Directions for this task
Copy out all the records, switching every "pixel coordinates" to "image coordinates" and keeping everything else unchanged. Leave the pictures out.

Record set
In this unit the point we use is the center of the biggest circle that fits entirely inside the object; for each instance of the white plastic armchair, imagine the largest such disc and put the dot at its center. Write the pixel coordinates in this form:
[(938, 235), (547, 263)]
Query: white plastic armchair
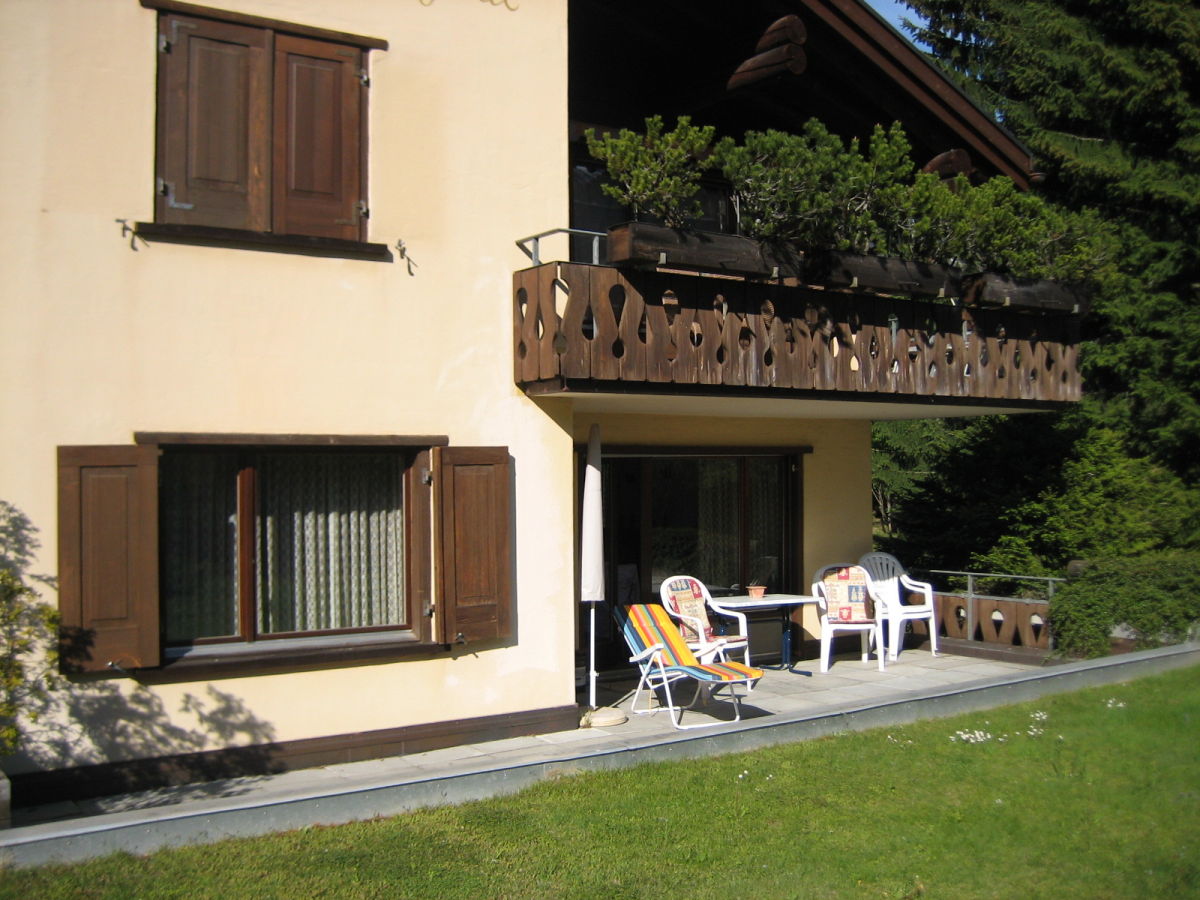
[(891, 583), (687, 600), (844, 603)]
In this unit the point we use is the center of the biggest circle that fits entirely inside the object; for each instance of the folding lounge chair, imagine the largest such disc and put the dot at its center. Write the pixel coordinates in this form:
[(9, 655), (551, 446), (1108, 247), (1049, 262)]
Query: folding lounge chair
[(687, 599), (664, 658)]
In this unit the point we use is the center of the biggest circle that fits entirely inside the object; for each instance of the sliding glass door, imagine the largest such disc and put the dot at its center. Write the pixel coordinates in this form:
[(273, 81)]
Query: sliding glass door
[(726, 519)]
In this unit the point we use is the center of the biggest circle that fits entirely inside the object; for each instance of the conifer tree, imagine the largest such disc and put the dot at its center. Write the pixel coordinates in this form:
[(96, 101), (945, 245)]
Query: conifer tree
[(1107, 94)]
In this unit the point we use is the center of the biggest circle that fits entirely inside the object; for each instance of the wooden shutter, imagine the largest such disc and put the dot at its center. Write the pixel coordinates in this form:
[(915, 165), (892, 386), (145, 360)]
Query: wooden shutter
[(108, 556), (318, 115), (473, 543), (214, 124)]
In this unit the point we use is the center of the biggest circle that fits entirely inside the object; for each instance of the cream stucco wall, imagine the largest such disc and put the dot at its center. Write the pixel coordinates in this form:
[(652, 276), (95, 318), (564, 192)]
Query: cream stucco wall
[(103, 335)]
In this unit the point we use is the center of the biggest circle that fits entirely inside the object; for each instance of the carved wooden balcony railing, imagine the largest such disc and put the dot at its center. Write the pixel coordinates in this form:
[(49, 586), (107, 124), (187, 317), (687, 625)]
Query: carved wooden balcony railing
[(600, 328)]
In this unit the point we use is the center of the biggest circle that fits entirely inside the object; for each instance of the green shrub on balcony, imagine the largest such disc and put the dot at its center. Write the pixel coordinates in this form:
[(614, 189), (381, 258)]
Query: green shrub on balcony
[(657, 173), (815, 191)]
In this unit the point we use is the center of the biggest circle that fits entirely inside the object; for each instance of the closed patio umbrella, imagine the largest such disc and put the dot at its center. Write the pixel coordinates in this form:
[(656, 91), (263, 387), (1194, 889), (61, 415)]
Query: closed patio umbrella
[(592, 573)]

Task response
In this unit the point we use is the center of the biggest circle that fits entirely inside the object; for each instance of the white plastic armchair, imagine the largest such disc and put the dot at its center. Write the image coordinates in this form:
[(938, 235), (547, 263)]
Query: white plastic armchair
[(891, 583), (687, 600), (844, 603)]
In this unit the point we use is the center of the biggest circle that fits entirely inside the object; for each instance of the folding lounge chair, imagine the largest such disc and put the dot at its center. Write the image coordinates in this form:
[(9, 655), (551, 446), (1108, 247), (1049, 262)]
Query: folding lounge chair
[(687, 599), (664, 658)]
In this unit the point we use is the center of the biggest circle that fits entirely inside the object; for each instance of the sliding glass door, imagine the largest such disc and put the dot at its center. Write the image coordinates in this form:
[(273, 81)]
Query: sliding glass door
[(726, 519)]
In this unit the point we use is the center of the biggest circle that fits entirely inside the object; for each instance of the conifer tree, imagine the largest such disc and put the dot at its center. Write the image coordinates in this form:
[(96, 101), (945, 245)]
Query: conifer tree
[(1107, 94)]
In this unit the point we use is the center of the biggest circle that fits entirely inside the object; for each instance of the wooden shutter, imagine the largest such disc and put the dot at its center. Write the image coordinates in this form:
[(915, 165), (892, 386), (145, 360)]
Query: wooden shutter
[(108, 556), (318, 115), (473, 543), (214, 124)]
In this unit the point we use is the center of the biggest circle that fits entirely inside the object; for each instance of the cream stucco wall, imagine the largest such disc and put the dot at its center. Write the image coordinates in this form:
[(652, 276), (95, 318), (564, 192)]
Query: cream stucco wall
[(103, 335)]
In this unit the point we use is the center of the biggest circle that fits entirely inside the object; for each instance of the carved wooden balcony railing, imagine the largest such disc and put the dot at its center. Write the image coordinates in this form:
[(49, 586), (107, 124), (187, 317), (687, 625)]
Query: carved wooden balcony railing
[(600, 328)]
In this unit the point we use is the center of the biggest circle that fits entirely inside the object; for each instance of the green shrub on balcony, imagine the largest such disc and put the dot at its center. Write the image coordinates in this form:
[(614, 189), (381, 258)]
Query: green shrub on balcony
[(657, 173), (815, 191)]
In this unit the point we use is the center of the biggest circle that fits entirely inside the object; for each instance of the closed patio umbrella, imagine the largest such disc and put the dot at its center. Write the image coordinates in this form:
[(656, 91), (263, 387), (1194, 889), (61, 415)]
Query: closed patio umbrella
[(592, 573)]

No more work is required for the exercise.